Please write out the whole listing that follows exactly; the pictures stay out.
☆ ☆ ☆ ☆ ☆
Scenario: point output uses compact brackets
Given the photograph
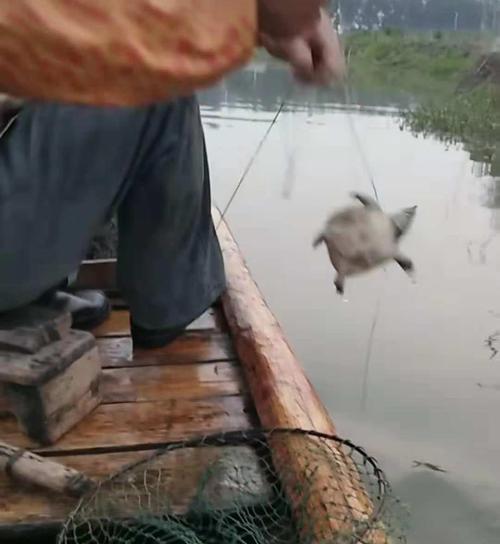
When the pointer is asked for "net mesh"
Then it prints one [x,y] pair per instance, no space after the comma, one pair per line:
[258,487]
☆ ☆ ☆ ☆ ☆
**Solution to this task**
Scenario: point output uses compact brackets
Given the photograph
When the pointer is asked for "net mesh"
Then it prints one [x,y] pair per instance, no space after the comma, one pair per line:
[258,487]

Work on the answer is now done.